_Required work_
Every line of the listing that contains the word "outline" is to be copied out.

---+---

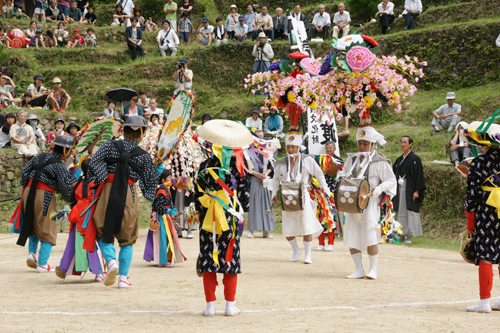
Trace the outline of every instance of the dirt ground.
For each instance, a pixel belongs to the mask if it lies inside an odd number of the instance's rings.
[[[332,252],[314,252],[313,264],[305,265],[304,253],[288,262],[291,248],[277,234],[242,239],[236,295],[242,313],[224,316],[219,276],[217,315],[205,318],[195,273],[198,233],[180,240],[187,262],[160,268],[142,259],[146,232],[134,247],[128,290],[92,282],[90,273],[65,281],[36,273],[26,266],[28,249],[17,246],[14,235],[0,234],[0,331],[498,332],[500,312],[465,311],[478,299],[477,269],[458,252],[383,245],[378,280],[348,280],[354,265],[340,241]],[[66,239],[59,234],[49,264],[58,264]],[[363,262],[366,269],[366,256]]]

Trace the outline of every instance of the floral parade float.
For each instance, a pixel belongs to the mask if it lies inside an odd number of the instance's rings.
[[[370,126],[370,110],[384,104],[402,111],[407,97],[417,91],[409,80],[418,82],[423,77],[426,62],[405,56],[380,56],[380,45],[371,37],[352,34],[334,39],[334,50],[325,58],[312,58],[295,51],[286,58],[275,60],[268,72],[248,75],[245,88],[253,94],[267,95],[261,109],[286,113],[290,118],[290,132],[299,132],[300,115],[307,110],[318,119],[331,122],[345,118],[345,129],[338,134],[341,139],[349,136],[348,119],[358,113],[360,126]],[[329,198],[334,205],[333,198]],[[325,204],[326,206],[326,204]],[[394,219],[392,202],[384,196],[379,202],[379,224],[384,242],[399,242],[400,224]]]

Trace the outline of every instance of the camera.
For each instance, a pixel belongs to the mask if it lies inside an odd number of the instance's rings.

---+---

_Answer for the task_
Trace the outline of every instance of the dirt ground.
Trace the outline of every instance of the floral parade float.
Trace the outline of every instance of the camera.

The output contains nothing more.